▸ Source extract:
---

The Gorilla Armor glass deserves specific credit here. After two-plus years of real-world use — including, apparently, a full tumble down a flight of stairs onto a hard floor — the display on review units has emerged without a scratch or crack. That’s not a marketing talking point; it’s the kind of durability that most phones, including many newer ones, can’t match. The fact that the Samsung Galaxy S24 Ultra still looks pristine under those conditions says something concrete about how Samsung engineered the outer shell.

The display itself remains genuinely excellent. At 2,400 nits peak brightness, it’s technically behind the Pixel 10 Pro XL’s 3,300 nits, but in practical outdoor conditions, the gap is largely irrelevant. And context matters here: the Galaxy S26 Ultra has attracted criticism for display inconsistencies since launch, which makes the S24 Ultra’s screen look even more dependable by comparison. It’s a strange position to be in — where a two-year-old phone’s display is arguably the safer choice over its own successor.
Samsung Galaxy S24 Ultra Performance: How Does Snapdragon 8 Gen 3 Hold Up?
The Snapdragon 8 Gen 3 inside the Samsung Galaxy S24 Ultra is now two chip generations behind Qualcomm’s current lineup, which on paper should translate into a noticeable performance gap. In practice? Not quite. Running the S24 Ultra through Geekbench 6 and PCMark benchmarks alongside the Pixel 10 Pro XL — which runs Google’s Tensor G5 — tells a story that’s more complicated than the spec sheets suggest.
On single-core CPU tasks, the Snapdragon 8 Gen 3 goes essentially toe-to-toe with Tensor G5. On multi-core workloads and productivity-heavy processing, it actually pulls ahead. That’s a remarkable result for a chip that’s supposed to be obsolete. GPU performance follows a similar pattern: the Samsung Galaxy S24 Ultra opens with a higher score in stress tests, dips a little under sustained load, but stays within a tight margin of the Pixel — both in score and thermals.

The real-world translation of those numbers is what matters most, though. Apps open fast. Gestures are instant. Multitasking — especially after the One UI 8.5 update — feels as fluid as anything on a 2026 device. If you handed this phone to someone who’d never seen it before and told them it launched in January 2024, they probably wouldn’t believe you.

Battery Life and Charging Still Competitive in the US Market
The 5,000mAh cell in the Samsung Galaxy S24 Ultra isn’t the biggest battery in the room anymore — silicon-carbon chemistry has allowed rivals like Xiaomi, HONOR, and OnePlus to pack significantly larger capacities into slimmer frames. But for a phone sold in the US market, where those competitors have limited reach, the S24 Ultra’s battery story is still strong.
Benchmark testing shows the S24 Ultra outlasting the Pixel 10 Pro XL on video playback by a notable margin. For video recording, camera use, web browsing, and video calls, the two phones are within margin-of-error territory of each other. When the battery is flat, 45W wired charging fills it back up in around 62 minutes — roughly 15 minutes faster than the Pixel, and it runs slightly cooler during the process. None of those numbers are going to make Xiaomi nervous, but they’re perfectly solid for the segment.
The Camera Problem Samsung Still Hasn’t Fixed
Here’s where things get genuinely frustrating. The Samsung Galaxy S24 Ultra has never been a bad camera phone — in good light, with a cooperative subject, it produces excellent images. But it’s carried two specific problems since launch, and two years of software updates haven’t resolved either of them.

---

▸ Supplied entries:
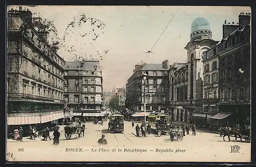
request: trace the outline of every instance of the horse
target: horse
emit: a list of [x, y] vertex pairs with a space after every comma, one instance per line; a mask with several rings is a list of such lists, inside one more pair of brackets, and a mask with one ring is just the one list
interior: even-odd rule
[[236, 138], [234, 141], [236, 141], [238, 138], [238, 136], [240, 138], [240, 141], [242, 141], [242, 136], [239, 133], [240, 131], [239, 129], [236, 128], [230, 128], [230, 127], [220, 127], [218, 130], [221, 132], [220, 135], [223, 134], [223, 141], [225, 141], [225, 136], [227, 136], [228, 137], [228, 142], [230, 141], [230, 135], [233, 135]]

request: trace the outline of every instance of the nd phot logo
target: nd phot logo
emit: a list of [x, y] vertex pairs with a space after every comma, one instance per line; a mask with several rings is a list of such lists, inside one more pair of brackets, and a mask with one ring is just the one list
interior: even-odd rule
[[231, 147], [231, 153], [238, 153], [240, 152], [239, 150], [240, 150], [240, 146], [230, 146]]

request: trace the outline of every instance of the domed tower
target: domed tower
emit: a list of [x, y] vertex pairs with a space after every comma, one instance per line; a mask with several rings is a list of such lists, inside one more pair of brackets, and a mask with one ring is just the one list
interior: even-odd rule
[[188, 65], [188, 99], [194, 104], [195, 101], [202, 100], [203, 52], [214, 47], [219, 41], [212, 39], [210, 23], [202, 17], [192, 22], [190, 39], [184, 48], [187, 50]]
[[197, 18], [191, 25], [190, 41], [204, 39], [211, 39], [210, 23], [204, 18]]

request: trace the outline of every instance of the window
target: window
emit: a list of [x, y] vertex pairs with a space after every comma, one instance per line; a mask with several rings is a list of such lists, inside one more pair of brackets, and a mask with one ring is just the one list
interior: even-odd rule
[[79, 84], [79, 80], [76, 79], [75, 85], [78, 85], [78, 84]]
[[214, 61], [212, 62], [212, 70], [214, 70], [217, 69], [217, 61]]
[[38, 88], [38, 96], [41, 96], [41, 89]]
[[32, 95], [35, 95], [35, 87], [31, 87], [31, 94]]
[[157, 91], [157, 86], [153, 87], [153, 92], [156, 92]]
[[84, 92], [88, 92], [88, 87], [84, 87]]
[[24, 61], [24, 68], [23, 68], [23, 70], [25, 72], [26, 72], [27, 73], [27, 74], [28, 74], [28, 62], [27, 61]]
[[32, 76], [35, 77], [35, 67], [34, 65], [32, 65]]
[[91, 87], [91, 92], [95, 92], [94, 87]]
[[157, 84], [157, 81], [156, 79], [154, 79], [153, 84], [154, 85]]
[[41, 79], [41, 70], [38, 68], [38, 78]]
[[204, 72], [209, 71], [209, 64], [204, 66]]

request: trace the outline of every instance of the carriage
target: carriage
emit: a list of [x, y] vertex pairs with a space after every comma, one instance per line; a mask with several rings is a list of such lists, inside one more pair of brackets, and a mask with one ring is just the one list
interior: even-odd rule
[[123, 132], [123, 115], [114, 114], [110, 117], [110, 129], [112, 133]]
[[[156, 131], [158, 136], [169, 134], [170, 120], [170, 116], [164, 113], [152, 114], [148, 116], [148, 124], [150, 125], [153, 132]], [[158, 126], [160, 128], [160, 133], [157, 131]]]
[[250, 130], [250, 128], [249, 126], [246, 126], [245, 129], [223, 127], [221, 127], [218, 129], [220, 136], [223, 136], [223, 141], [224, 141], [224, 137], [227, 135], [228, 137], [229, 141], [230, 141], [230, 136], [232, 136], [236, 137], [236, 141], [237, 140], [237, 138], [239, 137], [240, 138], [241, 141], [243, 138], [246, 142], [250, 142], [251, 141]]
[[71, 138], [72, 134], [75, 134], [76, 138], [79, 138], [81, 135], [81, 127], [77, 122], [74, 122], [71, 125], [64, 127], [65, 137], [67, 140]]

---

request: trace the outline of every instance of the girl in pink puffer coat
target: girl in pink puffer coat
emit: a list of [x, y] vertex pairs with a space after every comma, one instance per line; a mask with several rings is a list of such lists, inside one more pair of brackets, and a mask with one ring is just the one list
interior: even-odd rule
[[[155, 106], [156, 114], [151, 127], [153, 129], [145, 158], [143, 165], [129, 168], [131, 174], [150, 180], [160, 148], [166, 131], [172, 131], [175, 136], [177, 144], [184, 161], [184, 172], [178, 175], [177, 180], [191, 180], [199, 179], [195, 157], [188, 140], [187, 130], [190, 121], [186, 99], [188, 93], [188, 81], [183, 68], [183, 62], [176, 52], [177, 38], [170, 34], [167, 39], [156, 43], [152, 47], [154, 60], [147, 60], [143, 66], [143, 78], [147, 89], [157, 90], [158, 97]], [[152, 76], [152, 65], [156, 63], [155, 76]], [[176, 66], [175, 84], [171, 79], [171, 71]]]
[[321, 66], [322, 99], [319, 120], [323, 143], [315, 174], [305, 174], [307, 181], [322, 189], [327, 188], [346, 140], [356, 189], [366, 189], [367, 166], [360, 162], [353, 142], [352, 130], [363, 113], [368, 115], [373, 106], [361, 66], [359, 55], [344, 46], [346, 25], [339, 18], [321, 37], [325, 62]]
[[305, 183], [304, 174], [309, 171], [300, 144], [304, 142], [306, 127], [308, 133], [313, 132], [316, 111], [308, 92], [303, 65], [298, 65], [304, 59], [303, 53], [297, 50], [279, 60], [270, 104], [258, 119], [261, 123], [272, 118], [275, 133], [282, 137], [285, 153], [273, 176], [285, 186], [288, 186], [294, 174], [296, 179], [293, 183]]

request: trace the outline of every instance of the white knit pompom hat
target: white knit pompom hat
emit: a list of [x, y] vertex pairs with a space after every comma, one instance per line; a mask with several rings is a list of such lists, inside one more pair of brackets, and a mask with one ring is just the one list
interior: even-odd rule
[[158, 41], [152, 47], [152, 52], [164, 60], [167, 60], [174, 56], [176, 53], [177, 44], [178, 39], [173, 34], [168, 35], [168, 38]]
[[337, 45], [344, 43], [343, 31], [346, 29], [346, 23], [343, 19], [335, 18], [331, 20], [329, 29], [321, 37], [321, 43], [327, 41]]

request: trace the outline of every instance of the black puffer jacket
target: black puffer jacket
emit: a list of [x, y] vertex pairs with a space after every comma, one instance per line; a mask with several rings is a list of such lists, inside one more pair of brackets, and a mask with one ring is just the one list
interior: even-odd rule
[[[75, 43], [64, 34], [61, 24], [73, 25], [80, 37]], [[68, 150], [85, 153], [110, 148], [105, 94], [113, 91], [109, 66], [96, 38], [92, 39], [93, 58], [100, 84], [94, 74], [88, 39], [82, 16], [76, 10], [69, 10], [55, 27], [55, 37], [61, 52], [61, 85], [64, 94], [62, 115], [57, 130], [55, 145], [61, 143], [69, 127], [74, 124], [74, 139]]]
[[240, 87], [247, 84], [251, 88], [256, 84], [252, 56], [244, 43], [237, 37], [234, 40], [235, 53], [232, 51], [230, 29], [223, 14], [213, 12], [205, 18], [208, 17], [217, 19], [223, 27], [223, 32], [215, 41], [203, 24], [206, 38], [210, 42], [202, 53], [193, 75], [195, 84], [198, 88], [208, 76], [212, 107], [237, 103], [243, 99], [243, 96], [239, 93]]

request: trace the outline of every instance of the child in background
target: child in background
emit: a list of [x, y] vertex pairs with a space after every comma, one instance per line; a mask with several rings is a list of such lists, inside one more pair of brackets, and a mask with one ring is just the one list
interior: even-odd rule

---

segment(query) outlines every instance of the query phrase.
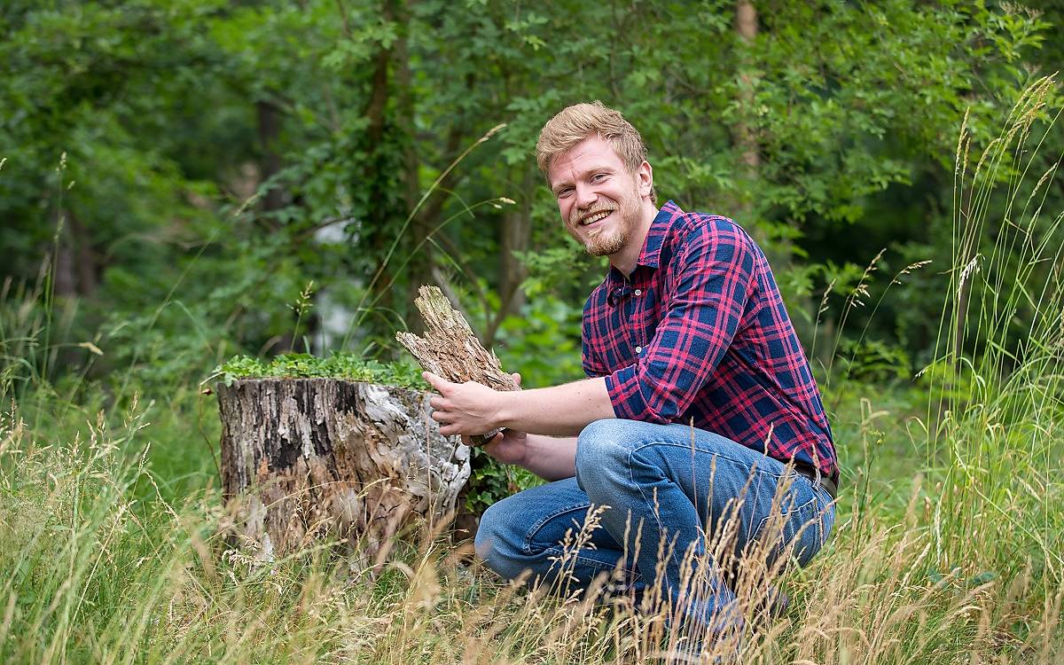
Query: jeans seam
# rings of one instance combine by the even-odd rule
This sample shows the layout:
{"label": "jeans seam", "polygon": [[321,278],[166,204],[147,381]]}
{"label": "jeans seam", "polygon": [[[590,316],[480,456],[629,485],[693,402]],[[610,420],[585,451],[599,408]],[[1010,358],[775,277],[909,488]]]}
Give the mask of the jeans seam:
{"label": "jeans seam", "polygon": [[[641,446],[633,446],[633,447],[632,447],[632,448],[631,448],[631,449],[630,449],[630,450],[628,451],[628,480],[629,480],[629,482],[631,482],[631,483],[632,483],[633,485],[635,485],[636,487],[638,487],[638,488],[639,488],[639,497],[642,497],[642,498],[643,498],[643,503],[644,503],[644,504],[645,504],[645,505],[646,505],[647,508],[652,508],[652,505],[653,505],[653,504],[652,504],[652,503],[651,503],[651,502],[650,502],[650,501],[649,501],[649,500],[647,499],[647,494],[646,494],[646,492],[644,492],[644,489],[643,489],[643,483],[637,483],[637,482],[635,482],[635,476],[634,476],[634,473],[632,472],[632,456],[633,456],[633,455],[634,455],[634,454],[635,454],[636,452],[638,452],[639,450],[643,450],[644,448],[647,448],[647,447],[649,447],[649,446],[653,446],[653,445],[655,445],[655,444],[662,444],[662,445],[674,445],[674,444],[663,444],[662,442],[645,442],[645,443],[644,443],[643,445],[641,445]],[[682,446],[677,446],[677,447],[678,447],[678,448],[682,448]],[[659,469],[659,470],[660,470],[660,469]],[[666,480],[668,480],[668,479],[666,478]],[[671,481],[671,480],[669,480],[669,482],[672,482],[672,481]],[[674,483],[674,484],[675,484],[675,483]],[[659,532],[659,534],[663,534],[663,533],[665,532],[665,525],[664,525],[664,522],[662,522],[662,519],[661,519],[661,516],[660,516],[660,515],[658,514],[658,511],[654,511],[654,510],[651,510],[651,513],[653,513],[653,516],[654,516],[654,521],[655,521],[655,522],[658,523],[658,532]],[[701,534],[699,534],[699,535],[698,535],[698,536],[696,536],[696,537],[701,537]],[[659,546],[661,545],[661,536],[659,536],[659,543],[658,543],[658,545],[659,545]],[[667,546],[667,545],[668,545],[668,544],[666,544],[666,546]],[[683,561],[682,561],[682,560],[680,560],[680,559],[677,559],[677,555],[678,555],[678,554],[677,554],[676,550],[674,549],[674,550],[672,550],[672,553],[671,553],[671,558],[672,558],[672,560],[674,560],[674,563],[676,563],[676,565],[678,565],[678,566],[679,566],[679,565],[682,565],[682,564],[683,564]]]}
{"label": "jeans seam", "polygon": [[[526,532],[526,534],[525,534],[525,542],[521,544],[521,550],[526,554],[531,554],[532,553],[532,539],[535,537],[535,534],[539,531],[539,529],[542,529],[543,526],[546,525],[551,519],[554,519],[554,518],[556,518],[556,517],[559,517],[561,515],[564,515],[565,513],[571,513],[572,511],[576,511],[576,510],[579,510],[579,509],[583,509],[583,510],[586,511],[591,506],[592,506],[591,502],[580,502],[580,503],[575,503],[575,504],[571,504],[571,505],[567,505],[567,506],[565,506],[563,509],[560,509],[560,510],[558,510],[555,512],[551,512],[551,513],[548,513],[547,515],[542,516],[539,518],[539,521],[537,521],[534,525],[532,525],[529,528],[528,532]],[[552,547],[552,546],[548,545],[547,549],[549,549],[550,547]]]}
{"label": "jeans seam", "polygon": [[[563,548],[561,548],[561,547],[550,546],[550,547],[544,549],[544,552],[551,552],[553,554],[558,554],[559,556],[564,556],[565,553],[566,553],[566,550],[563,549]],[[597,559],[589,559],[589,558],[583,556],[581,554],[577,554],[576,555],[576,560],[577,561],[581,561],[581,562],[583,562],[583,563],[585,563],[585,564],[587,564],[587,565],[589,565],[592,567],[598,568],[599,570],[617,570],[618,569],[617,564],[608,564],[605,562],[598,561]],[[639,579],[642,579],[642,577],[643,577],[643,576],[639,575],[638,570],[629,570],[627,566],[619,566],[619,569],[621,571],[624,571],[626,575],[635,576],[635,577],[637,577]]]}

---

▸ Directive 1:
Answer these from the Galaxy S24 Ultra review:
(a) What peak brightness does the S24 Ultra display reach?
(b) Which chip runs the Pixel 10 Pro XL?
(c) About how long does 45W wired charging take to refill the S24 Ultra's battery?
▸ Directive 2:
Retype the stretch of the Galaxy S24 Ultra review from "On single-core CPU" through "wouldn’t believe you.", with no changes.
The records have no connection to the Galaxy S24 Ultra review.

▸ Task output 1:
(a) 2,400 nits
(b) Google's Tensor G5
(c) Around 62 minutes

▸ Task output 2:
On single-core CPU tasks, the Snapdragon 8 Gen 3 goes essentially toe-to-toe with Tensor G5. On multi-core workloads and productivity-heavy processing, it actually pulls ahead. That’s a remarkable result for a chip that’s supposed to be obsolete. GPU performance follows a similar pattern: the Samsung Galaxy S24 Ultra opens with a higher score in stress tests, dips a little under sustained load, but stays within a tight margin of the Pixel — both in score and thermals.

The real-world translation of those numbers is what matters most, though. Apps open fast. Gestures are instant. Multitasking — especially after the One UI 8.5 update — feels as fluid as anything on a 2026 device. If you handed this phone to someone who’d never seen it before and told them it launched in January 2024, they probably wouldn’t believe you.